Find the line with "Target: wood grain surface" in the data below, then restate it and all remaining lines exactly, adding nothing.

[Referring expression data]
▼

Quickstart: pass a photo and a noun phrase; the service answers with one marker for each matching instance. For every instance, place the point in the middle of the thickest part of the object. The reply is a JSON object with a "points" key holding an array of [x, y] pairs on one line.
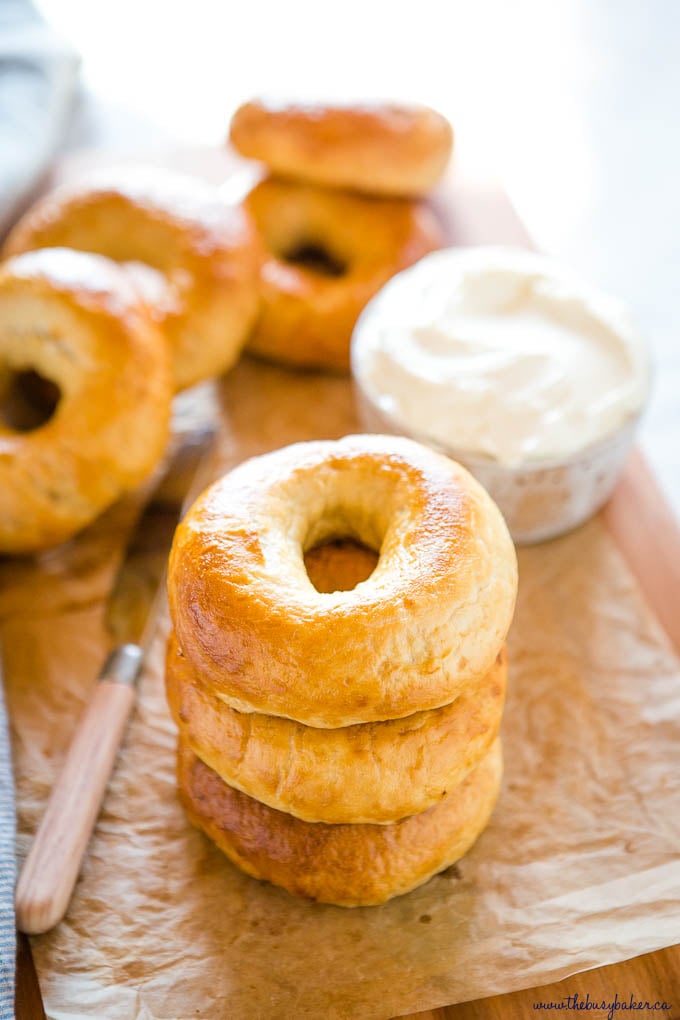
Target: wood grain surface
{"points": [[647, 534]]}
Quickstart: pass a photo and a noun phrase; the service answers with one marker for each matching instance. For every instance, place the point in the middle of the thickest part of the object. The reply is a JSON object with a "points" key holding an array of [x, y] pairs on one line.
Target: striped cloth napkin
{"points": [[38, 81]]}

▲

__Response to the task__
Target: wood grain surface
{"points": [[647, 534]]}
Quickstart: pass a photo and a noun phrase; the service answers with one marker for each matching instance. For every instance, place the point in the middle of the thickest part of the object. The reply is a JSON object with a "points" key holding an array of [x, y] pairs on one line.
Target: striped cloth napkin
{"points": [[38, 81]]}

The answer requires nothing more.